▶ _Exercise brief_: Could you arrange the records below as a two-column CSV with the headers "prompt" and "response", one row per record? Put each record's text in "prompt" and its answer in "response", wrap every field in double quotes, and replace each line break with a space.

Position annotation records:
··········

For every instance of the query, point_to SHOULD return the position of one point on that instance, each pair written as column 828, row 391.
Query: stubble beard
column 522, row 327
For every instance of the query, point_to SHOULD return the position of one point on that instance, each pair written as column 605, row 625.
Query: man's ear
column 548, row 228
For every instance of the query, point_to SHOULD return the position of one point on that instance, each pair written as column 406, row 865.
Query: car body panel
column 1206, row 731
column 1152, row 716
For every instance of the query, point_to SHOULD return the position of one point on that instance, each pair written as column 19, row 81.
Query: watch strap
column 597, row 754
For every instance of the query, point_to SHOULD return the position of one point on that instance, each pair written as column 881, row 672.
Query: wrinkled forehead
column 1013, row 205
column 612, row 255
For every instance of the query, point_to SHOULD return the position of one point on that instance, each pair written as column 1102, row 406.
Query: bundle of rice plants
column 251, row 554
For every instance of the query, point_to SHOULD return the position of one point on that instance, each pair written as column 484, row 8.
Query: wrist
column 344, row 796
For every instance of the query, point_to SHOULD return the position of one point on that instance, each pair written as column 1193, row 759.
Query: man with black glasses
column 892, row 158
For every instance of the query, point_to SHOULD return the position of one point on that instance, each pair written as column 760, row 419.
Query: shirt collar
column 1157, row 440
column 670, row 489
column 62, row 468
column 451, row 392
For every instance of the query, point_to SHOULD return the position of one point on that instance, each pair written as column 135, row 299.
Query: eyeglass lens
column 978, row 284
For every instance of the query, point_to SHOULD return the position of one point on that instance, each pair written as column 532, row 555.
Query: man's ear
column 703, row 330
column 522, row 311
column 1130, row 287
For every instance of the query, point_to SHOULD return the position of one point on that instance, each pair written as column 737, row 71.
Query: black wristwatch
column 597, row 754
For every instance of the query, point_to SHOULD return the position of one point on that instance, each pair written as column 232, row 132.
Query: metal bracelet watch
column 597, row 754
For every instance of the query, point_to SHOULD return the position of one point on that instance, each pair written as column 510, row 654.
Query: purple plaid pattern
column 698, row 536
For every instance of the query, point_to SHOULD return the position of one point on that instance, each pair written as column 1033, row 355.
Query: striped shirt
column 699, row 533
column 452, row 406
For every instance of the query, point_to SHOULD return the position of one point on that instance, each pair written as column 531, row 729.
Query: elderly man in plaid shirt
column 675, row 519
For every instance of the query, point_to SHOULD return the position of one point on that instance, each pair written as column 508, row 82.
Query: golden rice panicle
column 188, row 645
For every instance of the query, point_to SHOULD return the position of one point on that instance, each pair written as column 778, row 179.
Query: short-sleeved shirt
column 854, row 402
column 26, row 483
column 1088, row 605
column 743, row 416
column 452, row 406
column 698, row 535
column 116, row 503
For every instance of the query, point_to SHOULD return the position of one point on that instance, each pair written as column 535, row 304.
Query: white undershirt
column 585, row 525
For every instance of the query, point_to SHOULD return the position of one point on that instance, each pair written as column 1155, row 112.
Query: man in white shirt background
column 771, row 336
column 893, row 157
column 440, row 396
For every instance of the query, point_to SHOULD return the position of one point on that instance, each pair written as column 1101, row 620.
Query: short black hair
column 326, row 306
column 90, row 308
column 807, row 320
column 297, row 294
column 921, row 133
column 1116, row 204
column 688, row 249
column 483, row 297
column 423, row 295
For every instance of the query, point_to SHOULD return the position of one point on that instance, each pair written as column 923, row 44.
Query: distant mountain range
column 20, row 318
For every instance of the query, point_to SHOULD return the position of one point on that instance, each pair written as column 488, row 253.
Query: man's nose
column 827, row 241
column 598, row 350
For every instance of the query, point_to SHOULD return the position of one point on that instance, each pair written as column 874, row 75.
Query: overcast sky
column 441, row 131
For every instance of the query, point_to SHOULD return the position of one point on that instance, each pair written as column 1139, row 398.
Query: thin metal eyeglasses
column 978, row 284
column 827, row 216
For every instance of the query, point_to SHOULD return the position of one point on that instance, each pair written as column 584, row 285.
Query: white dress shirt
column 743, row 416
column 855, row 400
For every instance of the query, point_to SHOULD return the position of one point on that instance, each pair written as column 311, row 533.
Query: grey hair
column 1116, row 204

··········

▶ _Response to this task_:
prompt,response
"For every instance of the query, point_to SHOULD return the position of one point on that instance, each pair written as column 828, row 391. Query: stubble beard","column 522, row 327"
"For every instance of the query, point_to SHOULD return the position of one point on that instance, each pair written as column 605, row 625. Query: man's ear","column 548, row 228"
"For every instance of the query, point_to SHOULD return the position of one point on that instance, each pair written as column 406, row 865. Query: car body panel","column 1206, row 731 column 1152, row 716"
"For every instance of the query, point_to SHOULD return the position of one point on that instance, each pair written as column 19, row 81. Query: watch strap","column 597, row 754"
"For every instance of the query, point_to SHOULD return the position of one point on that instance, each pair written as column 881, row 672. Query: wrinkled forehead","column 1013, row 205 column 612, row 255"
"For every instance of the query, point_to SHOULD return the position of one point on that instance, each pair written as column 1102, row 406. Query: bundle of rice plants","column 251, row 554"
"For every instance of the query, point_to SHOULD return the position of one point on that instance, each pair written as column 484, row 8. Query: wrist","column 344, row 796"
"For every instance of the query, point_to SHOULD return the position of one point on that instance, each pair written as column 1193, row 759. Query: man with black glasses","column 892, row 158"
"For every instance of the query, point_to SHOULD return the position of one point on that instance, each pair written as column 760, row 419. Query: shirt collar","column 1157, row 440 column 670, row 489 column 62, row 468 column 451, row 392"
"For every instance of the query, point_to SHOULD return the position of one point on that instance, each pair written as column 135, row 299. Query: eyeglass lens","column 978, row 284"
"For every instance of the query, point_to SHOULD return the position of one point on that instance, each pair written as column 532, row 555. Query: man's ear","column 703, row 330 column 522, row 311 column 1130, row 287"
"For every instance of the query, point_to SHOULD return the position of one point on that instance, each pair written as column 737, row 71. Query: black wristwatch","column 597, row 754"
"For every instance of the query, point_to SHOULD return the position of one point on that instance, each pair written as column 232, row 132. Query: metal bracelet watch","column 597, row 754"
"For every instance of the query, point_to SHOULD return the position of one point on that instance, each pair written as column 510, row 654. Query: purple plaid pattern","column 698, row 536"
"For every instance of the query, point_to SHOULD return the position of one point on that instance, each pair written as column 1033, row 355. Query: striped shirt","column 699, row 533 column 452, row 406"
"For every instance of the query, point_to SHOULD return the position of one point on that instance, each pair written as column 531, row 729. Query: elderly man in plaid shirt","column 675, row 519"
"For every instance of the query, point_to SHOULD return the position of one point on that instance, each pair written as column 508, row 82. Query: golden rice panicle","column 188, row 645"
"For every instance of the query, point_to SHOULD return the position of one point on that instance, each pair written as column 778, row 179. Query: short-sleeved shirt","column 854, row 402 column 26, row 483 column 1088, row 605 column 743, row 416 column 452, row 406 column 698, row 535 column 116, row 503"
"For every instance of the query, point_to SHOULD return the position of one point on that instance, each pair written as column 535, row 304. Query: white undershirt","column 585, row 525"
"For every instance of the query, point_to SHOULD return the position of one point on that instance, each pair written as column 1155, row 112. Query: man in white shirt background","column 771, row 336 column 893, row 157 column 440, row 396"
"For every instance of the query, point_to SHOULD return the position of one point on that instance, each pair written as column 1101, row 620. Query: short black hair","column 326, row 306 column 90, row 308 column 807, row 320 column 297, row 294 column 921, row 133 column 1116, row 204 column 688, row 249 column 483, row 297 column 423, row 295"
"For every instance of the query, point_to SHOULD return the position of one point on that instance, each pair written as column 923, row 44. Query: distant mountain range","column 20, row 318"
"For every instance of the query, point_to SHOULD return the position of one point on that instance, each pair written as column 488, row 253. Query: man's nose","column 827, row 241 column 598, row 350"
"For every instance of the query, point_to SHOULD return the position of one point on that instance, each pair written as column 874, row 75. Query: overcast sky","column 441, row 131"
"For every instance of the query, point_to SHOULD return the position of one point on that instance, each pair written as column 1139, row 398. Query: thin metal eyeglasses","column 978, row 284 column 827, row 216"
"For every instance of the query, point_to SHOULD return the position of one point on that instance, each pair written as column 584, row 285. Query: white dress shirt","column 743, row 416 column 855, row 400"
"For every instance of the query, point_to SHOULD return the position of one point on that instance, each pair written as column 311, row 533. Query: grey hair","column 1116, row 204"